» **ABOUT THIS TASK**
An exact copy of the entries is needed, with every picture left out.

BEGIN RECORDS FOR THIS TASK

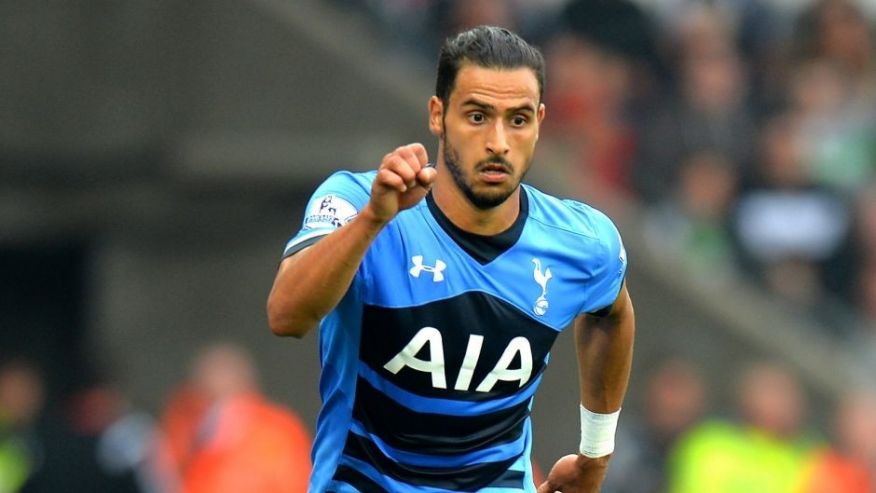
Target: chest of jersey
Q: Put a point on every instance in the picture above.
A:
(439, 322)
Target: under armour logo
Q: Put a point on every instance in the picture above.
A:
(541, 304)
(437, 271)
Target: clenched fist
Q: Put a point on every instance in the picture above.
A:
(402, 180)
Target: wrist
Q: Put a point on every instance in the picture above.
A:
(597, 433)
(372, 218)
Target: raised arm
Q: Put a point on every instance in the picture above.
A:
(605, 349)
(311, 282)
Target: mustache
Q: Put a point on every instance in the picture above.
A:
(493, 162)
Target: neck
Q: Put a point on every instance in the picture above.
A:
(464, 215)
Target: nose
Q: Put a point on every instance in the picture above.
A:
(497, 140)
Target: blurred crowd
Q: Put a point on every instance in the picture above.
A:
(217, 433)
(746, 128)
(680, 444)
(746, 131)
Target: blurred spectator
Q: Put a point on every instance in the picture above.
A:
(99, 443)
(708, 111)
(789, 228)
(227, 437)
(836, 127)
(693, 223)
(765, 451)
(849, 466)
(586, 98)
(834, 88)
(675, 399)
(21, 401)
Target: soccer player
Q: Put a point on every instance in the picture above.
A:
(439, 291)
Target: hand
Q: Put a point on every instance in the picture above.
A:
(575, 474)
(402, 180)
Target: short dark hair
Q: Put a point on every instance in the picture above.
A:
(488, 47)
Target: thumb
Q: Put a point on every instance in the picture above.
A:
(426, 177)
(546, 487)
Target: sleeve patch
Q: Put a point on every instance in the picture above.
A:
(329, 211)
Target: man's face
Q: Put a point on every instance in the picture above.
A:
(488, 131)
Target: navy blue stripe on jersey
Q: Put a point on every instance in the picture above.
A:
(361, 482)
(465, 478)
(426, 431)
(444, 406)
(495, 453)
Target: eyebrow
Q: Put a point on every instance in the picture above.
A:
(485, 106)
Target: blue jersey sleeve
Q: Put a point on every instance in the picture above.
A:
(608, 274)
(334, 203)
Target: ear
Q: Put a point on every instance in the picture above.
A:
(436, 116)
(539, 116)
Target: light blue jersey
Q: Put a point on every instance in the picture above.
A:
(431, 359)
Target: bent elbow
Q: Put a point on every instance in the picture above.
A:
(286, 325)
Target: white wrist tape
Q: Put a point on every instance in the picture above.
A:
(597, 433)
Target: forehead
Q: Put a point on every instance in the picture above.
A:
(516, 86)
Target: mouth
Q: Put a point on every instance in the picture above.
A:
(492, 172)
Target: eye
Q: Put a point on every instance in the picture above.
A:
(476, 117)
(519, 120)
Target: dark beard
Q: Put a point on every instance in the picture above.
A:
(482, 201)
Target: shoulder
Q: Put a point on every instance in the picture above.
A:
(571, 216)
(348, 181)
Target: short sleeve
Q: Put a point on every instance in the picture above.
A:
(334, 203)
(610, 269)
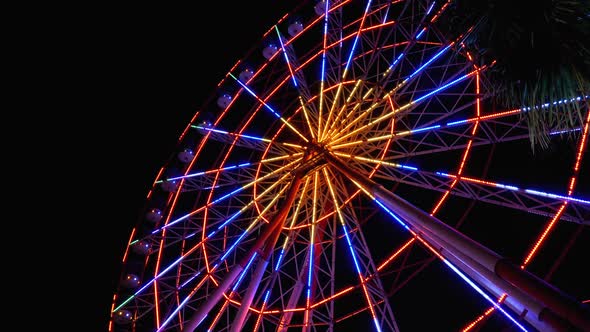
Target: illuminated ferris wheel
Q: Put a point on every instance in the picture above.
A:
(351, 170)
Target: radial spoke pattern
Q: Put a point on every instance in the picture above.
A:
(250, 227)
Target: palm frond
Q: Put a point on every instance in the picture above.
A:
(541, 50)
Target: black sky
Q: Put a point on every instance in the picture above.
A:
(151, 68)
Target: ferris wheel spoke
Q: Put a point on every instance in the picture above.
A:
(445, 82)
(373, 291)
(505, 195)
(582, 145)
(202, 179)
(228, 195)
(272, 110)
(215, 228)
(414, 36)
(397, 111)
(248, 141)
(299, 81)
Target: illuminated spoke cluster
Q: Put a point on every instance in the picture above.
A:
(252, 225)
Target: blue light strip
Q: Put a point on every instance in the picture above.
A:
(244, 272)
(456, 270)
(269, 108)
(414, 131)
(352, 50)
(441, 88)
(232, 134)
(286, 56)
(324, 52)
(419, 35)
(430, 60)
(177, 310)
(430, 8)
(257, 98)
(206, 172)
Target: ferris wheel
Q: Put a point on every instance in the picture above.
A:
(350, 171)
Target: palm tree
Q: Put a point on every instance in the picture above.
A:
(542, 54)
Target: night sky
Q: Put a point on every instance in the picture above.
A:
(156, 66)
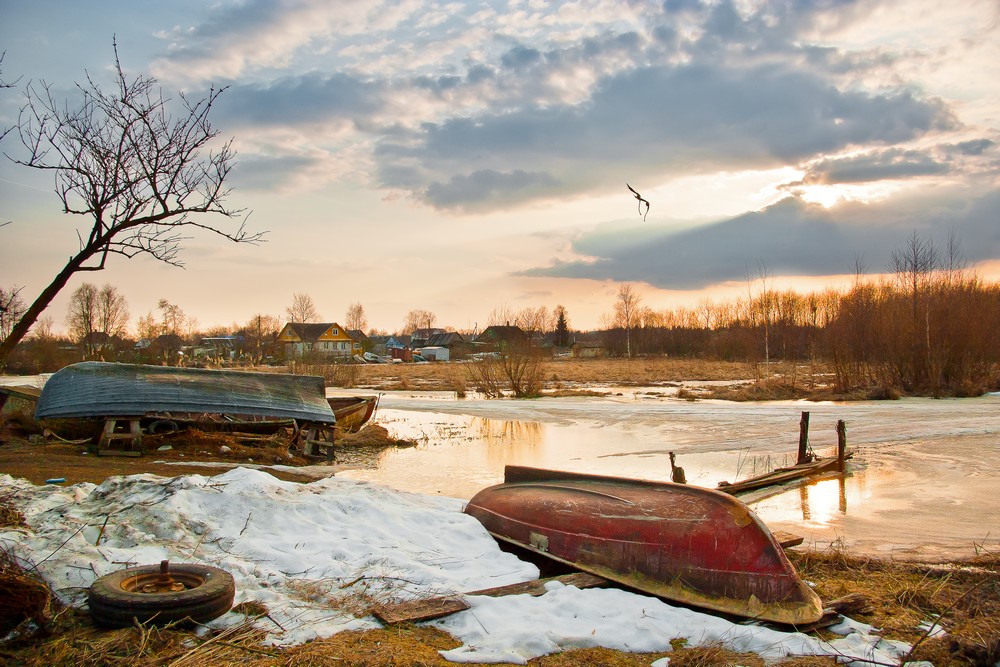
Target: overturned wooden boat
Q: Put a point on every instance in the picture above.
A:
(352, 412)
(683, 543)
(78, 399)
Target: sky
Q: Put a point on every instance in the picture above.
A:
(386, 545)
(464, 157)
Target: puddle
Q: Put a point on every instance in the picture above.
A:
(921, 484)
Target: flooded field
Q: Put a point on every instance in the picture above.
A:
(922, 483)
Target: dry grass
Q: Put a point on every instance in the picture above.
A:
(24, 598)
(965, 596)
(572, 374)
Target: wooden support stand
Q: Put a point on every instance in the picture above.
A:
(841, 445)
(121, 437)
(804, 456)
(315, 439)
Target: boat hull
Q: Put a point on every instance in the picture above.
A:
(352, 412)
(683, 543)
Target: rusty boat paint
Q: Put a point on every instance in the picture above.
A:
(352, 412)
(683, 543)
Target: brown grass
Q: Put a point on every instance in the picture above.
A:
(568, 374)
(965, 596)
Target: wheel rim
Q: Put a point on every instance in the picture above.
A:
(163, 582)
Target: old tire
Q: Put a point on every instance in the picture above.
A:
(162, 426)
(114, 603)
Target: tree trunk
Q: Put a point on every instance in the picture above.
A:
(31, 315)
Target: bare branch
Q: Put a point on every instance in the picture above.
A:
(134, 162)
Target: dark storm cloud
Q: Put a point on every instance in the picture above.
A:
(788, 238)
(665, 121)
(889, 164)
(975, 146)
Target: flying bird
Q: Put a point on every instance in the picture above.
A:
(641, 201)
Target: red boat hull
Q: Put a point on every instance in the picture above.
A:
(683, 543)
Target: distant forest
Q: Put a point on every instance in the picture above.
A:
(928, 327)
(923, 330)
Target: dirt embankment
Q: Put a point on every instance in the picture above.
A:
(569, 374)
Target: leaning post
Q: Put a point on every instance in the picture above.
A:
(841, 445)
(803, 439)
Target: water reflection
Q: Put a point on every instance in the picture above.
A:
(884, 505)
(821, 501)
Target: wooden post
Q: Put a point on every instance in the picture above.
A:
(803, 439)
(841, 445)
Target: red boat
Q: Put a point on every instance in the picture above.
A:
(684, 543)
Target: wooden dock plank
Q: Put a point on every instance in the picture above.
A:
(787, 540)
(430, 608)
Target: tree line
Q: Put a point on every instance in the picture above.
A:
(927, 326)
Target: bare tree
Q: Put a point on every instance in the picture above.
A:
(562, 327)
(260, 332)
(355, 319)
(3, 84)
(81, 318)
(302, 309)
(419, 319)
(147, 326)
(112, 311)
(626, 311)
(174, 320)
(132, 161)
(11, 310)
(96, 311)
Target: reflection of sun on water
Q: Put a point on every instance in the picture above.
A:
(823, 501)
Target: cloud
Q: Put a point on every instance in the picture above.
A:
(246, 36)
(301, 100)
(560, 102)
(874, 166)
(788, 238)
(666, 121)
(486, 188)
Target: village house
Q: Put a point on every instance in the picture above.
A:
(389, 345)
(327, 339)
(499, 336)
(588, 349)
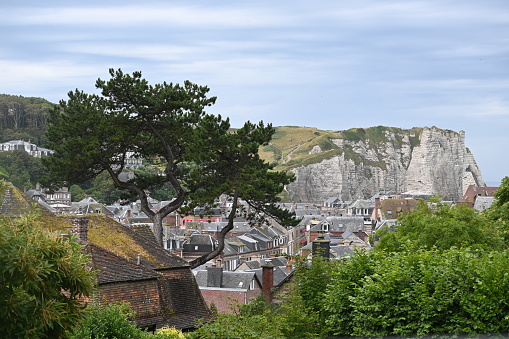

END RECORDS FOR THIS TASK

» **RESULT FOR THIS TASK**
Target: chest of jersey
Q: Put a point on every instance in the picture above.
A:
(439, 322)
Target: under armour logo
Q: Put a point on every instance in the picture above.
A:
(541, 304)
(437, 271)
Target: clenched fist
Q: Put a point on every instance in the picture above.
A:
(402, 180)
Target: wrist
Q: Put a point on every instance in the picture above.
A:
(597, 433)
(372, 218)
Target: raised arm
Q: Put a point on every instance in the picture above.
A:
(605, 349)
(311, 282)
Target: mustache
Q: Put a point on every instance in the picture above.
A:
(493, 162)
Target: neck
Q: Put a point on every instance in the picture above.
A:
(464, 215)
Target: nose
Q: Put a point on every instance in the picture above.
A:
(497, 140)
Target: blurred crowd
Q: Put a point on every instance in the picture above.
A:
(217, 433)
(746, 128)
(680, 444)
(746, 131)
Target: blurred spectator
Q: Put a point on every instance in the picture above.
A:
(99, 443)
(708, 111)
(789, 228)
(227, 437)
(836, 127)
(693, 223)
(765, 451)
(849, 466)
(586, 98)
(834, 88)
(675, 399)
(21, 401)
Target: soccer player
Q: Put a point on every instance in the picture above.
A:
(439, 291)
Target: hand
Q: Put a point on every instance in the picture above.
A:
(575, 474)
(402, 180)
Target: short dark hair
Q: Put a point on every instance in the picture above.
A:
(488, 47)
Target: thumb
Q: Put a point on every instance in the picture above.
A:
(426, 177)
(546, 487)
Target: sleeve patch
Q: Put a point on every instance in the picture above.
A:
(329, 211)
Target: man's face
Q: Put a point on every instance in the picture above.
A:
(488, 131)
Target: navy blue stripe on jersey
Q: Put a point on every instance in the picture above.
A:
(361, 482)
(465, 478)
(426, 431)
(444, 406)
(495, 453)
Target: eyebrow
Q: Put a point on every instance in the picture above.
A:
(485, 106)
Target: blue jersey sleeve
Q: Put a point on every instance in the picture above.
A:
(608, 274)
(334, 203)
Target: ear
Q: Put a point on every instance in the picture above.
A:
(436, 116)
(539, 116)
Target: light blue jersey
Q: Put a point on every instance in the picture above.
A:
(431, 359)
Target: bent elbow
Q: Put a point on every instance in the picture above.
A:
(286, 325)
Target: white wrist tape
Q: Put a point on every instance in the picture above.
A:
(597, 433)
Target: forehead
Q: Put a point on every instance in the picture above.
A:
(516, 86)
Target: mouth
Q: Put a point on every instance in the picture above.
A:
(492, 172)
Target: eye
Q: Put a point on every instance in the picture above.
A:
(476, 117)
(519, 120)
Target: dark beard
Q: Put a point on every instance in the picture above.
A:
(482, 201)
Target: shoulder
Q: Put a point on every instance in the picture above.
A:
(571, 216)
(348, 181)
Target: short sleeve
Q: Put a point on every instance in the picture above.
A:
(334, 203)
(610, 269)
Target: illuminated ferris wheel
Q: Put a point on every instance in the picture above.
A:
(351, 170)
Target: radial spoke pattern
Q: Put a point on every instance in the picture above.
A:
(250, 227)
Target: palm frond
Q: Put a point on every instance in the picture above.
A:
(541, 50)
Target: black sky
Q: Put a point on every instance in the picture above.
A:
(151, 68)
Target: ferris wheel spoke
Q: Put a point on every instance in the picture above.
A:
(445, 82)
(373, 291)
(505, 195)
(582, 145)
(202, 179)
(228, 195)
(272, 110)
(215, 228)
(414, 36)
(397, 111)
(248, 141)
(299, 81)
Target: illuminated spoke cluster
Q: Put a point on every instance in the picture above.
A:
(252, 225)
Target: blue light strip
Q: Put a point on every instance in the picture above.
A:
(244, 272)
(456, 270)
(269, 108)
(414, 131)
(352, 50)
(441, 88)
(232, 134)
(286, 56)
(324, 52)
(419, 35)
(430, 60)
(177, 310)
(430, 8)
(257, 98)
(206, 172)
Target: ferris wheel
Q: Put a point on every instance in the picture above.
A:
(350, 171)
Target: palm tree
Q: Put a point on every instance in the picture above.
A:
(542, 54)
Target: night sky
Q: Put a point on every instance in the picture above.
A:
(156, 66)
Target: overturned wooden boat
Q: Put a point on every instance in the picture above.
A:
(352, 412)
(683, 543)
(78, 399)
Target: sky
Q: Put a point on every instance in the picture above.
A:
(386, 545)
(464, 157)
Target: puddle
Q: Put a point on every instance in the picture above.
A:
(921, 484)
Target: flooded field
Q: Put a point on every instance in the picture above.
A:
(922, 483)
Target: dry grass
Q: Put a point on every instance in the picture above.
A:
(24, 598)
(965, 596)
(572, 374)
Target: wooden support stand
Q: Put a point on every instance in the picture above.
A:
(841, 445)
(121, 437)
(804, 456)
(315, 439)
Target: boat hull
Q: Put a point on every instance in the picture above.
A:
(352, 412)
(683, 543)
Target: rusty boat paint
Q: Put a point on every instance in the picture above.
A:
(352, 412)
(683, 543)
Target: brown grass
Q: Put a point on every instance in the picture above.
A:
(568, 374)
(965, 596)
Target: wheel rim
Q: Put a point on every instance in the picture above.
A:
(163, 582)
Target: old tire
Q: Put a point on every instance in the picture above.
A:
(162, 426)
(114, 603)
Target: tree trunk
Q: Put a point on every instance in the picture above.
A:
(31, 315)
Target: bare branch
Q: Put a point on every instance in the picture above.
A:
(134, 162)
Target: dark storm cloud
Q: Put a point on every instance in the picture above.
A:
(788, 238)
(665, 121)
(889, 164)
(975, 146)
Target: flying bird
Q: Put a point on every instance in the picture above.
A:
(641, 201)
Target: red boat hull
Q: Put a point on every instance in the picture above.
A:
(683, 543)
Target: distant forest
Q: Put a point on every instance in the picture above.
A:
(928, 327)
(923, 330)
Target: dirt embankment
Q: Put a point on every instance in the picture above.
A:
(569, 374)
Target: leaning post
Q: Put a point on every instance in the picture above.
A:
(841, 445)
(803, 439)
Target: water reflection
Q: Put a point on every instance in the picture above.
A:
(884, 505)
(821, 501)
Target: wooden post
Q: Put a point on every instance in the picture above.
A:
(803, 439)
(841, 445)
Target: red boat
Q: Put a point on every instance in the picture above.
A:
(684, 543)
Target: wooden dock plank
Q: Put a point on every instance in the picture above.
A:
(787, 540)
(430, 608)
Target: tree line
Q: Put a point on every instance in the picture above.
A:
(927, 326)
Target: bare tree
Q: Put a point on every instance in the picture above.
A:
(562, 327)
(260, 332)
(355, 319)
(3, 84)
(81, 318)
(302, 309)
(419, 319)
(147, 326)
(112, 311)
(626, 311)
(174, 320)
(132, 161)
(11, 310)
(96, 311)
Target: reflection of sun on water
Q: Put a point on every instance in the picture above.
A:
(823, 501)
Target: cloud
Q: Put a point on every instance in the picture above.
A:
(246, 36)
(301, 100)
(560, 102)
(874, 166)
(788, 238)
(666, 121)
(486, 188)
Target: village house
Q: Put a point on every instance in the picture above.
A:
(389, 345)
(327, 339)
(499, 336)
(588, 349)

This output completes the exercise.